■ **QUOTED PASSAGE**

────────────────────────────────────────

This post is a short Q&A of frequently asked questions that I get all the time. Whether you’re just getting started with Data Vault, or are fully certified, there is something here for everyone. If you find that you have additional questions for me, feel free to use the contact-us form on our site to send them to me directly. I’ll try to get them answered in the next blog entry.
Before you get on your high horse and think I have no clue what I’m talking about when it comes to Kimball and Star Schemas, let me share my credentials with you… I build hundreds of Kimball style “marts” over the years, I am CBIP Certified at the mastery level, I am DAMA Data Management Specialist certified at the mastery level, I have been working in IT since 1982 (38 years). I’ve built operational systems, grew up coding assembly level language on CP/M machines with Z80 and Z8080 cpu’s. I’ve build hundreds of database applications, and helped thousands of companies around the world build Data Vaults successfully. I’ve built parsers, object compilers, language interpreters, assemblers, compilers, and even a few data management engines. I taught classes every quarter at TDWI US events from 2001 to 2006, I’ve taught at DAMA events, and Data Modeling Zone conferences, and more.
DATA VAULT IS NOT AN OVERNIGHT FAD – It has been specifically designed from 1990 to 2000 by myself, and my team at Lockheed Martin Astronautics, it’s been engineered to tackle the most difficult of enterprise problems – regardless of hardware, technology, or database advancements. You can find hundreds of free posts and information here: https://danLinstedt.com
Question: Have you ever refactored an existing Data Warehouse, e.g. using a Kimball Model and transforming it into Data Vault? If so, How was your strategic and tactical refactoring approach? How did you ensure the reusability of the data vault in the long term?
Yes, I have done many of these. This however is not the recommended approach because of one simple problem: Kimball Models are based on business rules and changes to the data on the way in to the data warehouse. This causes a loss in fidelity of data sets, a loss in auditability, and generally munges or alters data together that is not typically delivered by any given source system.
There are however a few good things to pull from or leverage from the Kimball Models:
- business keys – known as durable keys in the Kimball Model.
- facts – if the facts are close to “raw” level of detail
- business rules – can be leveraged on the way out of the Data Vault model to rebuild mart solutions for business users.
In order to build the Data Vault model properly from a strategic standpoint, it is required that the team use the source systems as inputs to the design, and not simply focus on just the Kimball model alone. Furthermore, in order to truly be strategic – the team must consider their ways of working.
Well beyond the Data Vault Model, The methodology, the model, the architecture, and the implementation all need to be considered. This is where Data Vault 2.0 really takes shape.

────────────────────────────────────────

■ **INFORMATION PROVIDED**
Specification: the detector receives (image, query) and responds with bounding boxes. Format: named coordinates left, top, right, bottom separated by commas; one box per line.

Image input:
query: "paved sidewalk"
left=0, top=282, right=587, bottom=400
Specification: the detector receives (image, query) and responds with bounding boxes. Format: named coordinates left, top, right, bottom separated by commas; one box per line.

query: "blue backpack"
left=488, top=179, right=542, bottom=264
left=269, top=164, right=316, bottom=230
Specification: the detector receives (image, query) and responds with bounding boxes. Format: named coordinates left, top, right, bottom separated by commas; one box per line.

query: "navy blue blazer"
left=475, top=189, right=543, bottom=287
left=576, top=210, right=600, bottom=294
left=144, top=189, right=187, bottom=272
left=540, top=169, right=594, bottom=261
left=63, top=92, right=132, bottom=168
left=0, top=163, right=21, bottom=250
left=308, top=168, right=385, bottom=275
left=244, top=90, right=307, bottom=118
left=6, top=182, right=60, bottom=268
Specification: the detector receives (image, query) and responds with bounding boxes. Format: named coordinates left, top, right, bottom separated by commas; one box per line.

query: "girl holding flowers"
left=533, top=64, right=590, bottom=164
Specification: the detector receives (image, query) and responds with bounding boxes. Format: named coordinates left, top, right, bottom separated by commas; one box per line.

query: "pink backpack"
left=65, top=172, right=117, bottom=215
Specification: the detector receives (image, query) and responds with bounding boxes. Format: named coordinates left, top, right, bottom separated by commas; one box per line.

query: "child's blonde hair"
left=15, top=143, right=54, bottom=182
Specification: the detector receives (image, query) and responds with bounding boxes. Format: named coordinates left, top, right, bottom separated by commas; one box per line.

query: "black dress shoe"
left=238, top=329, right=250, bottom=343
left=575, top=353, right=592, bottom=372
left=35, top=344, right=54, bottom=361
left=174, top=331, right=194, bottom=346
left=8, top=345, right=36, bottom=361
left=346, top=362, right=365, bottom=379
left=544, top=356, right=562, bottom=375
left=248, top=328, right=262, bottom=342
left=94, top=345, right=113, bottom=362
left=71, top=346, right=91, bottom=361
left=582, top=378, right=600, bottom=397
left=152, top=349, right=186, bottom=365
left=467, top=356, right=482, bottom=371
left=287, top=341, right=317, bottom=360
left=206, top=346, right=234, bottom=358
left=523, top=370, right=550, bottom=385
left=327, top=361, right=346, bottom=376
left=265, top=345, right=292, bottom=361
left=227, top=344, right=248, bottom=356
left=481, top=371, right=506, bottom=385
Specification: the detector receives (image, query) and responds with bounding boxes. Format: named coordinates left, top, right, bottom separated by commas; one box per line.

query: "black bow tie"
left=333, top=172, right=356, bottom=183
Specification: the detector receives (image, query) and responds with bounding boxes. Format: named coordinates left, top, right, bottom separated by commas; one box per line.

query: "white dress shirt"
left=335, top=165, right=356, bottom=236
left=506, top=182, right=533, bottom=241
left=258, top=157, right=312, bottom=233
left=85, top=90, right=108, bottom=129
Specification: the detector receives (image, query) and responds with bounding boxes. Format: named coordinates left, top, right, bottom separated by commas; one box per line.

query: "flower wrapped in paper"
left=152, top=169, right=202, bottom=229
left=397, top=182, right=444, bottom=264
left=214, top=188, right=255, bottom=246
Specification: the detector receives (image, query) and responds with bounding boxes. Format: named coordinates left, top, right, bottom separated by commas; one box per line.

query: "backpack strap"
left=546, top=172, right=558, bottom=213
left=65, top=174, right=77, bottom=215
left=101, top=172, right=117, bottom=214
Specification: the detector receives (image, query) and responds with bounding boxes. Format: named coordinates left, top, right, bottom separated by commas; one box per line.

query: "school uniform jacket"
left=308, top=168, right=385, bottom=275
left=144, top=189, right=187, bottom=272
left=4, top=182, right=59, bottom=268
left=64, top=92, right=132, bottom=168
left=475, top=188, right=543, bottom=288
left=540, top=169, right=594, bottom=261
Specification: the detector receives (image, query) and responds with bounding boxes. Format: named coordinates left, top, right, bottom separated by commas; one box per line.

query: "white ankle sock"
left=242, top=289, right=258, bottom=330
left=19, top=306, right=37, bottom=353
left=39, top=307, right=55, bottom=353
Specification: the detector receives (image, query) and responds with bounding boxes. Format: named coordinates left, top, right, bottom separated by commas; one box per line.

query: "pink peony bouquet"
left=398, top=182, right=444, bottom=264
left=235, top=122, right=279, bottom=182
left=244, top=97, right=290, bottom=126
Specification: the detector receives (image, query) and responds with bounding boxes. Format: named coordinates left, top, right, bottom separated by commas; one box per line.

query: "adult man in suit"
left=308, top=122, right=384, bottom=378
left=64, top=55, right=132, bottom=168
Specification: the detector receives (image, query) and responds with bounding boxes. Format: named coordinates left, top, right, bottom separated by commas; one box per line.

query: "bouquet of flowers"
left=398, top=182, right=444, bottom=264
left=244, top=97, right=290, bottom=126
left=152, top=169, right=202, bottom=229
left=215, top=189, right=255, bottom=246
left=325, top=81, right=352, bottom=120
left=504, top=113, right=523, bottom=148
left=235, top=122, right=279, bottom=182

────────────────────────────────────────

■ **SET TASKS**
- 1) Answer each of the following from the Data Vault post:
(a) Since what year has the author been working in IT?
(b) Where, and during what years, was Data Vault designed?
(c) What are business keys called in the Kimball Model?
- 2) In the Data Vault post, list every kind of software that the sentence beginning "I've built parsers" says the author has built.
- 3) Rewrite as a short bulleted list the paragraph of the Data Vault post that begins "Yes, I have done many of these."
The items above come from a separate source and have no connection to the Data Vault post.

■ **SOLUTIONS BELOW**
- 1)
(a) 1982
(b) At Lockheed Martin Astronautics, from 1990 to 2000
(c) Durable keys

- 2)
- Parsers
- Object compilers
- Language interpreters
- Assemblers
- Compilers
- Data management engines

- 3)
- The author has done many refactorings of this kind, but it is not the recommended approach.
- The reason is that Kimball Models are based on business rules and on changes made to the data on its way into the data warehouse.
- This causes a loss of fidelity in data sets and a loss of auditability.
- It also generally combines or alters data in ways that no given source system typically delivers.